[Directions]
From the material below, extract every line from the one containing "Annotation guideline — the target class is burned bus" to the one containing "144;0;413;171", including both ends, and copy them unchanged.

[Material supplied]
*****

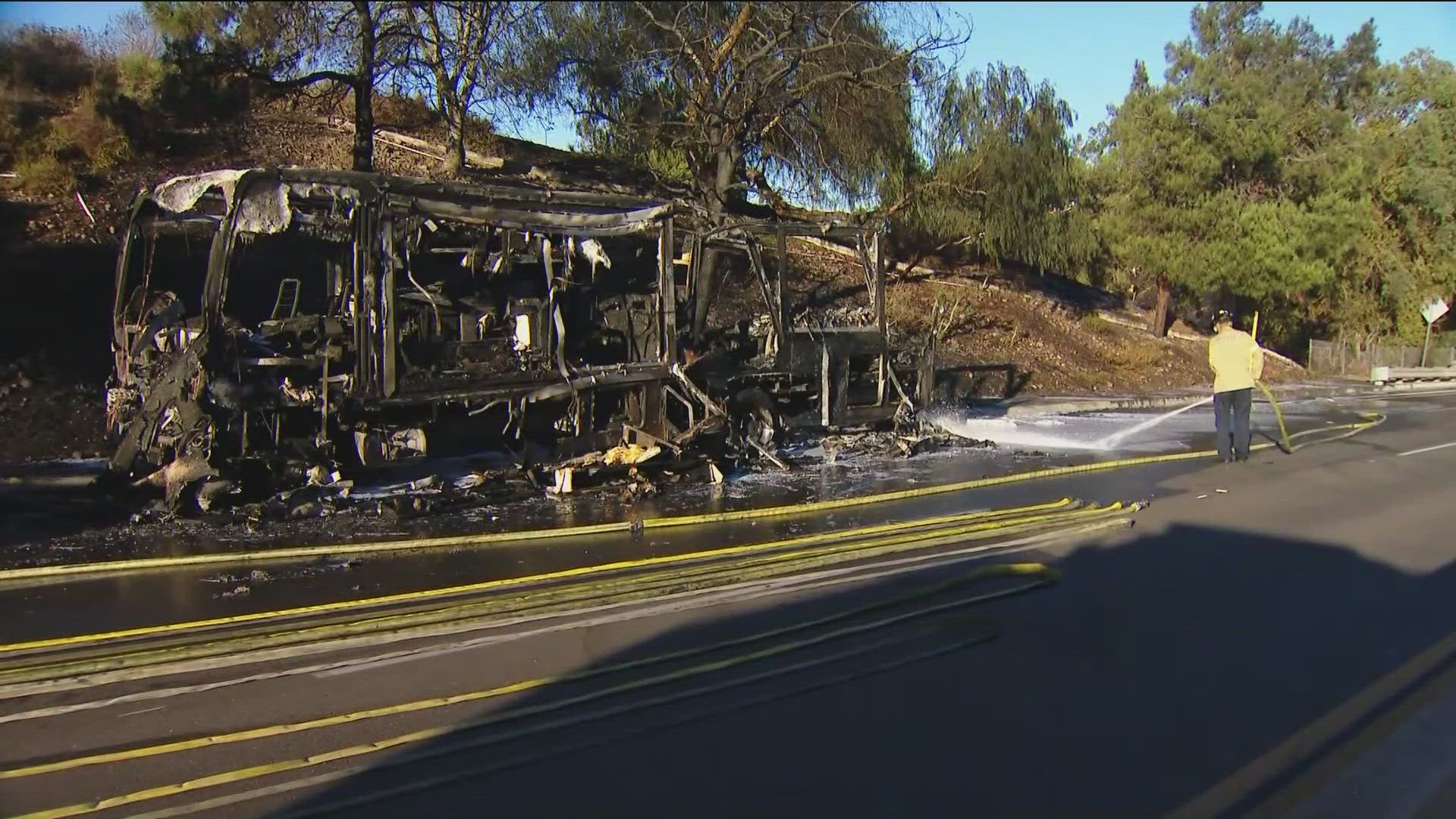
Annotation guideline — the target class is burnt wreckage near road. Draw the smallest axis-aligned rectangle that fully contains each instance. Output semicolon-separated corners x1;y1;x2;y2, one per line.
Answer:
106;169;915;500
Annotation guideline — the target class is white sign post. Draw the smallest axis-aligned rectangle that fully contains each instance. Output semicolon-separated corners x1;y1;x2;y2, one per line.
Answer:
1421;296;1451;367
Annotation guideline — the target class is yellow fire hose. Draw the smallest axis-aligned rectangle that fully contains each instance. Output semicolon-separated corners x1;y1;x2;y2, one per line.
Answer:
1249;310;1294;455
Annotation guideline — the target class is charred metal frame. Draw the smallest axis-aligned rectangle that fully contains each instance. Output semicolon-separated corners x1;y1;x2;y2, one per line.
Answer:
675;220;913;430
108;169;677;484
108;168;910;494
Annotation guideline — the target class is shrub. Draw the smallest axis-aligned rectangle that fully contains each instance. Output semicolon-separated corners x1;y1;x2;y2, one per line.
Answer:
0;27;96;93
14;153;76;194
41;89;131;174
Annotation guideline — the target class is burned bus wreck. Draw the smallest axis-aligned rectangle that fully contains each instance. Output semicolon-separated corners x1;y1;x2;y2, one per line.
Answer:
106;169;912;509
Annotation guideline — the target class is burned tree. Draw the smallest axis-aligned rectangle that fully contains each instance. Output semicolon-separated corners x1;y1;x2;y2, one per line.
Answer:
552;2;964;332
405;0;543;177
144;0;413;171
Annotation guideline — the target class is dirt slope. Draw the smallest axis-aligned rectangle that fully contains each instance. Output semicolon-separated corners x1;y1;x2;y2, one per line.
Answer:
0;105;1294;462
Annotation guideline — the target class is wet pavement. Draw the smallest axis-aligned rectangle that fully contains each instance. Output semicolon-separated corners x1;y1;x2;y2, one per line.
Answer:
0;388;1442;642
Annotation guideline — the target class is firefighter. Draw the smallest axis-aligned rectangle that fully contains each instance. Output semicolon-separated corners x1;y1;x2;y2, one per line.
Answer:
1209;310;1264;463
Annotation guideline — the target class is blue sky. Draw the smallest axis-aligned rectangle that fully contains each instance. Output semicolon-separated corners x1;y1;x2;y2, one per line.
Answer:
0;3;1456;147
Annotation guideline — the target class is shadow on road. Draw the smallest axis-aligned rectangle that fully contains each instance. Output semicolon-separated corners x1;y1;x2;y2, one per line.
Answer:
271;516;1456;817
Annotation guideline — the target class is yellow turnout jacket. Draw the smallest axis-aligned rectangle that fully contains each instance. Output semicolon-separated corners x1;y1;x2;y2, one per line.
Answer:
1209;326;1264;392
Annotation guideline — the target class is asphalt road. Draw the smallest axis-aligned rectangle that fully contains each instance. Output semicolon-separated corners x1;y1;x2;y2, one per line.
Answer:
0;384;1456;819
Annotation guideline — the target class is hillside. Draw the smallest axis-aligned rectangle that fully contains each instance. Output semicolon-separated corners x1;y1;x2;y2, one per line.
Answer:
0;103;1288;462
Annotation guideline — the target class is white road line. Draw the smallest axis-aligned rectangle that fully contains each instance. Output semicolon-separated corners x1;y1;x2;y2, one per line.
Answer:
1396;440;1456;456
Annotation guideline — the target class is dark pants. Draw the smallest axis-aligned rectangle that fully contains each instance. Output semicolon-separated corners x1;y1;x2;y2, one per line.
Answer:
1213;389;1254;460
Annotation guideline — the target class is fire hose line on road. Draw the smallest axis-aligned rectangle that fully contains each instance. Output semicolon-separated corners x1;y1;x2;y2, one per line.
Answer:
0;506;1112;688
0;514;1131;723
0;498;1138;686
0;408;1385;583
8;563;1059;819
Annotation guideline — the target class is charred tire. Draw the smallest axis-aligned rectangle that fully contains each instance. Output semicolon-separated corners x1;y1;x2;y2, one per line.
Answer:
730;388;780;447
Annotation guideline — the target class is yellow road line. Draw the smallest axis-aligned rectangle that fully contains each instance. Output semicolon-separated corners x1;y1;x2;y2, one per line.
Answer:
0;563;1059;780
0;489;1089;654
17;564;1056;819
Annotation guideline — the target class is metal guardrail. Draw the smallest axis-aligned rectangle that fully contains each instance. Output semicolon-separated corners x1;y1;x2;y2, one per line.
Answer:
1370;367;1456;386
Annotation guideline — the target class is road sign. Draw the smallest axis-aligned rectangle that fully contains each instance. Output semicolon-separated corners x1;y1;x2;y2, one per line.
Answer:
1421;296;1451;324
1421;296;1451;367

*****

[Full output]
Annotation guideline — the target class is burned bus wreck. Draw the smallest axis-aligned rectangle that fully contains each instance. Output semicolon-separated corners x1;y1;x2;y2, one per line.
Answer:
106;169;912;509
Annotation guideline — the target class is burned tree. Draw the smallest axis-aligned rectangle that fully contains each instance. Output semicolon-separated corners x1;y1;x2;y2, one per line.
Answer:
552;2;964;332
405;0;543;177
144;0;413;171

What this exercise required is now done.